» **Passage for review**:
◆ ◆ ◆ ◆

But never, never in my life, would I think of myself as an anxious little Chihuahua standing in line at an LCBO.

By this time, the girl is paying for her six-pack. He is still talking to her, and I lean forward and say “well played” as if I’m giving him my blessing on his trespass; as if to say: I know you did it, but I’m going to let it go. He responds in kind by saying that he’s going to have the girl pay for his small bottle of liquor.

In the end they pay for their own liquor and leave separately. I want to shrug off the whole incident as just one of those things that one can’t make a scene over.

However, the thought lingers for the rest of the night. Lisa tells me to stop obsessing, but nevertheless, I think of recent times on the subway where my foot has been stepped on, and I think of a friend of mine who enjoys staring down other men (including police) from his car while idling at traffic lights.

Have I been listening to too much Ron Sexsmith? Have I been reading when I should have been out driving six-inch nails into two-by-fours with a framing hammer, just for the sake of it? Have I misplaced that mannish (and often childish) willingness to disturb the peace, to risk injury, for a perceived transgression?

We are told that we live in a civilized world, where we have institutions to mete out justice and provide security. But we are also told that civilization is always one generation deep. If civilization collapses I can help but worry whether I would be an Eloi, or an Eloi-eating Morlock? The fact that I know the difference between the two possibly demonstrates that I am spending a little two much time reading and not enough time outside knocking holes in things.

Eeshh. I think I either need to quit obsessing, or join a local militia.

Other People’s Poetry

courtesy of guest poet Robert Colman
 

Bigger Again

What have I done with the world
today? I’m pretty certain I’ve let it
have its way. And that everyone is
tired of me, that I’ve barely tied
a knot in an hour, made it
fast. I don’t think death
more than once, although I do
spend a few days bent double,
trying to breathe, wondering

if it’s possible to forget how.
I haven’t touched anyone for days,
waving from behind sheer curtains.
Had no intention of
withdrawing this far, becoming
cotton wool, dull needle.

◆ ◆ ◆ ◆

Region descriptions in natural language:
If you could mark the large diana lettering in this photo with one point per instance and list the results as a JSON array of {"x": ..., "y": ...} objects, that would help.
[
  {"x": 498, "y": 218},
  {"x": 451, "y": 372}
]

◆ ◆ ◆ ◆

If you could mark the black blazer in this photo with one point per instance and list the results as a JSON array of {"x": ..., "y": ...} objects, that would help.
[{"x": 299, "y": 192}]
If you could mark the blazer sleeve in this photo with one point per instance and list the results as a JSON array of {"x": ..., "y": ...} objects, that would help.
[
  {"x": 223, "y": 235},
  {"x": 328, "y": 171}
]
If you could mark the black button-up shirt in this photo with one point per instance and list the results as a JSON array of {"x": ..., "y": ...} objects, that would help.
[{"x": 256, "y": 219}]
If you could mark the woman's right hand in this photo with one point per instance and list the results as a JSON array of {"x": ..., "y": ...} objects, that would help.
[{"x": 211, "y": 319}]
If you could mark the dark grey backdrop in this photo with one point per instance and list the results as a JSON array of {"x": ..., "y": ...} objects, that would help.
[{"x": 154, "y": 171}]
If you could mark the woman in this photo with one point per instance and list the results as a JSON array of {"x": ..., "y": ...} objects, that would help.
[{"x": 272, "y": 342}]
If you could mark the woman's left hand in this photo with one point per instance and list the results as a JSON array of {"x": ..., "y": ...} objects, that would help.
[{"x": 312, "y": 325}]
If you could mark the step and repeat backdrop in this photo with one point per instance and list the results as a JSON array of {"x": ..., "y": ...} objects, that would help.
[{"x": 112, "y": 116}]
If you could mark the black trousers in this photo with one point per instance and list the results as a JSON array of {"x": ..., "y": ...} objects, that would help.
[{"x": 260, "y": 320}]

◆ ◆ ◆ ◆

» **Your task**:
Transcribe the blog excerpt from "Have I been listening" up to and including "a perceived transgression?". The listing was taken from a different source than the text.

» **Result of this exercise**:
Have I been listening to too much Ron Sexsmith? Have I been reading when I should have been out driving six-inch nails into two-by-fours with a framing hammer, just for the sake of it? Have I misplaced that mannish (and often childish) willingness to disturb the peace, to risk injury, for a perceived transgression?